Passage to read: Begin
Budget is around 1k for the kit. I know there are not much to be had for that amount, thats why I need assistance from the community.
Looking for starter kit or more a beginner kit. Not looking at building my own coils for now, probably would at a later stage.

I see many recommend the iStick pico.
I was looking at getting the Smok Osub Plus, really loved the look and reviews are great. My mind was set at getting this until the Smok AL85 came out and that is now at the top of the list.

Anyone have the AL85 that can share their views?
Are there anything else you would recommend?
I will only be getting it next month(hopefully) or the month after.

Also what's so good about the minikin v2 that everyone raves about them?

Sorry for the long post.

Reagrds

Keanan

Reactions: Like 1


----------



## Monkey.D.Luffy (17/2/17)
Passage to read: End
Dataset excerpts: Begin
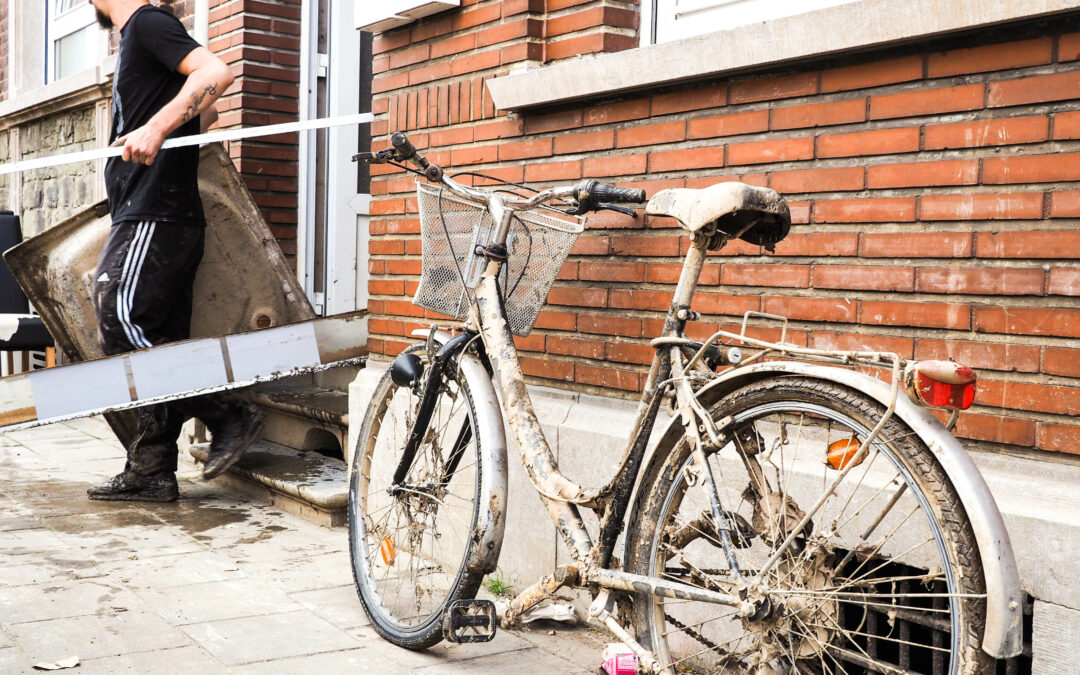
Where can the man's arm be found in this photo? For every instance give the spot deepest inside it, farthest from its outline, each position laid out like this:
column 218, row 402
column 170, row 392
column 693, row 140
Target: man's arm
column 207, row 79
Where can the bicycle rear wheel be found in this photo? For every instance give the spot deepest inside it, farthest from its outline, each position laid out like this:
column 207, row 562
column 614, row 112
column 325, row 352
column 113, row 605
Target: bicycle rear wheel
column 412, row 547
column 885, row 577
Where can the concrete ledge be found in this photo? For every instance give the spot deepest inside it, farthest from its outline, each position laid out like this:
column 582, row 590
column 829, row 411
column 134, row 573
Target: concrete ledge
column 307, row 484
column 833, row 30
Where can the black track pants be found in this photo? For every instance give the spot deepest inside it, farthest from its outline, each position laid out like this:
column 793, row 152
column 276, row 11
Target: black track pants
column 143, row 294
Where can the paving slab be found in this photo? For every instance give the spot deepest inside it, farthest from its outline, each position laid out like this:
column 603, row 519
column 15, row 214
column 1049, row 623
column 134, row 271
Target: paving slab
column 524, row 662
column 96, row 635
column 119, row 535
column 216, row 601
column 178, row 661
column 16, row 516
column 339, row 605
column 304, row 574
column 172, row 570
column 235, row 642
column 76, row 598
column 350, row 662
column 12, row 660
column 17, row 543
column 48, row 570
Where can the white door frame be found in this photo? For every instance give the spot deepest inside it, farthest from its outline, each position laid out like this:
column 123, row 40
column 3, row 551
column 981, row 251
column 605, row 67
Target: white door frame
column 345, row 286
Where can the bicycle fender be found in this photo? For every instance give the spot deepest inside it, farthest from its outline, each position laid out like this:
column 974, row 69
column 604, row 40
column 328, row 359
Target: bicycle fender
column 487, row 537
column 1002, row 636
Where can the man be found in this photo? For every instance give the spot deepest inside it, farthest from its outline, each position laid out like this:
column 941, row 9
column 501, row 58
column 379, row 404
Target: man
column 164, row 85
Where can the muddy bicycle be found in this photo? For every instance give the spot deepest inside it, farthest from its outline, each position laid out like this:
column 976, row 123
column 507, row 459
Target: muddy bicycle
column 802, row 512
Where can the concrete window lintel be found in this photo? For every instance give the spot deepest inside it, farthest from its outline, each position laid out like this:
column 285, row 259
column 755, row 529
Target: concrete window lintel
column 833, row 30
column 75, row 91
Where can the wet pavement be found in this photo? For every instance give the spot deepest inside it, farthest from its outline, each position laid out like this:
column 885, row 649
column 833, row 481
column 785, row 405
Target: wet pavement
column 213, row 583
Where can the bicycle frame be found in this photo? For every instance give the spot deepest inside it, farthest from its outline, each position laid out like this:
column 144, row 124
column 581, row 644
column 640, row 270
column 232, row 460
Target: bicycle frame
column 671, row 369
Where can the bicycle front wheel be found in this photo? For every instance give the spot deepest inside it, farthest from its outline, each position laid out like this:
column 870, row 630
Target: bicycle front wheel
column 410, row 544
column 883, row 578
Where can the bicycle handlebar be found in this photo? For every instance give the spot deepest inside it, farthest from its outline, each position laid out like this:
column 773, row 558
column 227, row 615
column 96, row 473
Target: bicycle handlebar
column 407, row 151
column 589, row 194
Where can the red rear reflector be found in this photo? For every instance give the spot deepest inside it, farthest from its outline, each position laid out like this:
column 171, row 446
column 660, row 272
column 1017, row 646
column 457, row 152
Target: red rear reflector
column 943, row 383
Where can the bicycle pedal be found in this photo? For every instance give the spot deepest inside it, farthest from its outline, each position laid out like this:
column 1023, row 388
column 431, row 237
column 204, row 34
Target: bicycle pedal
column 470, row 621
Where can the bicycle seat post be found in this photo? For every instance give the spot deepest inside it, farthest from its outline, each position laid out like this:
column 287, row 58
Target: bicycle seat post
column 679, row 311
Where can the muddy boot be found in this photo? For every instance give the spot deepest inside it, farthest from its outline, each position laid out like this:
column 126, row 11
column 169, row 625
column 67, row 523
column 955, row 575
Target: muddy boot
column 232, row 436
column 133, row 487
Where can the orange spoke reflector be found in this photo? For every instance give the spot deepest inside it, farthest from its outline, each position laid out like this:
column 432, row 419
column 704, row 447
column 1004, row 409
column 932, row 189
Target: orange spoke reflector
column 387, row 549
column 840, row 453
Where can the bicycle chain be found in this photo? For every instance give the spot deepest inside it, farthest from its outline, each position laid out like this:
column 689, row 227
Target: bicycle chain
column 696, row 635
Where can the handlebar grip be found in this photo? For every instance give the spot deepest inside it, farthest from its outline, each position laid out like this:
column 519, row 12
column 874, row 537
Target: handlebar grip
column 611, row 194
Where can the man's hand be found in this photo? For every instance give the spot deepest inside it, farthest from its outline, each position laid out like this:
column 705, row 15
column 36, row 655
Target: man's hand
column 142, row 146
Dataset excerpts: End
→ **Required work**
1/ Repeat the stretch of the forum post about starter kits from "I was looking" through "of the list.".
2/ In the forum post about starter kits, which kit is now at the top of the list?
3/ How would you say "I see many recommend the iStick pico." from the forum post about starter kits in Spanish?
The lines come from a different source than the forum post.

→ **List of answers**
1/
I was looking at getting the Smok Osub Plus, really loved the look and reviews are great. My mind was set at getting this until the Smok AL85 came out and that is now at the top of the list.

2/ The Smok AL85.

3/ Veo que muchos recomiendan el iStick pico.